Name every dollar amount given in the Tipping Point text below.

Document excerpt:
::::
We partner with them to get even better, to increase their capital and their organizational capacity, strengthening their organizations and their impact. Our board covers every one of your costs so that 100 percent of our fundraising, which last year was $22 million, goes out the door the next year. We have no endowment.
Why are we here? Today we’re talking about taking risks and taking shots, so from the day one at Tipping Point we always said we want to take risk where we see opportunities. Here in the Bay Area, we see some of the brightest minds come up with never before seen solutions.
Thinking about travel, how do we connect to each other, treating disease, saving energy. All of the stuff that we’ve been talking about the last day and a half here, there’s no value put on (those approaches to ideas) in the non-profit sector.
The leaders that we work with at Tipping Point simply are not given the opportunity to think big, to create or to invent. We expect these non-profits to tackle massive social problems, and yet we give them no room to do any of it. Last year, a thousand of the world’s largest companies spent $680 billion on research and development, which is excellent. And in our sector, about $0 was spent.
If companies like Apple and Google and Levis can have innovation labs, why can’t we?
Three years ago, we started to experiment, we built out an R&D space and identified three gaps in our portfolio, early childhood education, affordable childcare, and prisoner re-entry. In year one, our education team for that here in the Bay Area 80,000 children are on the waitlist to go to preschool. 80,000 here in the Bay Area.
They came up with this idea of converting a bus into a classroom. After prototyping they rented a real bus, tricked it out, and partnered with one of our groups, Aspire Public Schools, to simulate the preschool experience. Aspire told us they had always wanted to offer preschool, but they’d never considered it like this.
In year two, our childcare team launched GMA village, as in grandmothers. A social networking tool to connect caregivers in West Oakland. In year three our prisoner re-entry team came up with a concept called Common Ground. Common Ground moves probation meeting from jails and law enforcement facilities to positive public spaces like the Exploratorium or even onto a ferry crisscrossing the Bay. This year we decided to fully integrate R&D into all of our work, and we have spent close to $5 million in R&D projects over the past couple years.
::::
Material shown:
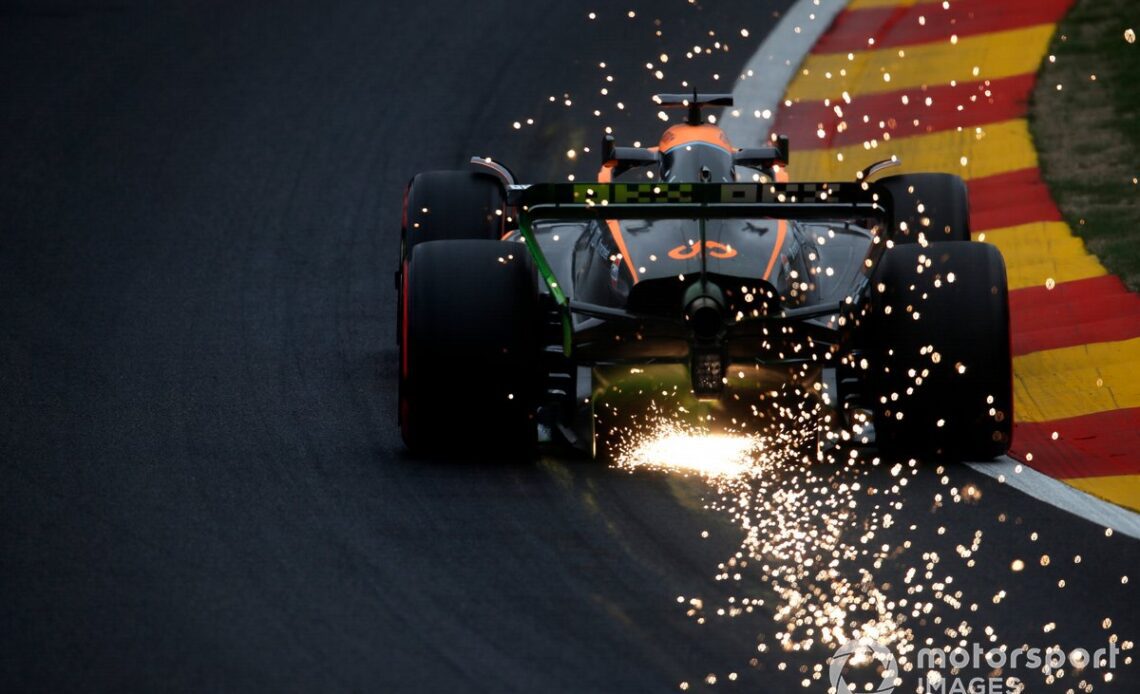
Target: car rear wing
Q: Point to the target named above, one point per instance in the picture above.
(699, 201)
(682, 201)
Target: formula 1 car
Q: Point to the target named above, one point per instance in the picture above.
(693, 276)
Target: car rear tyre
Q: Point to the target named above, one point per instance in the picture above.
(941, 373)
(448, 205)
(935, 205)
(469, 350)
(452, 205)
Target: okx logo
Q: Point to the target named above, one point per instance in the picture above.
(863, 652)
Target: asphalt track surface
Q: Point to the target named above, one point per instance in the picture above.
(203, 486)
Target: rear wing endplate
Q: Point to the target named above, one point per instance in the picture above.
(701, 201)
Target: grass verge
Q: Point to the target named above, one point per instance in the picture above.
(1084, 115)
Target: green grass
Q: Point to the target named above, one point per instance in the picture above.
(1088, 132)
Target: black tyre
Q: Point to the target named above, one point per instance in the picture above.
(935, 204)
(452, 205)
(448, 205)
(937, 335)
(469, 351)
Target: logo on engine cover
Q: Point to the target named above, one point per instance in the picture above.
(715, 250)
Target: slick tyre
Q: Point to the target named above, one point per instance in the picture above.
::::
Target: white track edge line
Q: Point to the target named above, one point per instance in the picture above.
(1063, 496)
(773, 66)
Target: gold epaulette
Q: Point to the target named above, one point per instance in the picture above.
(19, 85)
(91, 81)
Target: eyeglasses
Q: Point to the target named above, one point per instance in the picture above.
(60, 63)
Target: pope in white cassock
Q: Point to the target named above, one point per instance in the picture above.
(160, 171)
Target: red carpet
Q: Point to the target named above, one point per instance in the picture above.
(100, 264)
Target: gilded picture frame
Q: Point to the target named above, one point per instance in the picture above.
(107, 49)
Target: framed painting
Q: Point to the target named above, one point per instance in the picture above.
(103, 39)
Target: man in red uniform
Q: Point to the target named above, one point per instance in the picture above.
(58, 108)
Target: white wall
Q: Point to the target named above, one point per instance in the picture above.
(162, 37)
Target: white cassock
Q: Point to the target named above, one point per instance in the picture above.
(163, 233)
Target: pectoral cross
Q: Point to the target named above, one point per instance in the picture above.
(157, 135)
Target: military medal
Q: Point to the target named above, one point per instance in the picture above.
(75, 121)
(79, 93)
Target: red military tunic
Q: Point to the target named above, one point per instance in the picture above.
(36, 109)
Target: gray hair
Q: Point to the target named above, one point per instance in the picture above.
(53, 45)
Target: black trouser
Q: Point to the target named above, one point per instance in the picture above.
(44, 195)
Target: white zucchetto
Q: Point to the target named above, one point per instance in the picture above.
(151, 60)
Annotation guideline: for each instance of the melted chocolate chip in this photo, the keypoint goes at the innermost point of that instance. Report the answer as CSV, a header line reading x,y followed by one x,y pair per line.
::::
Result of the task: $22 million, $680 billion, $0, $5 million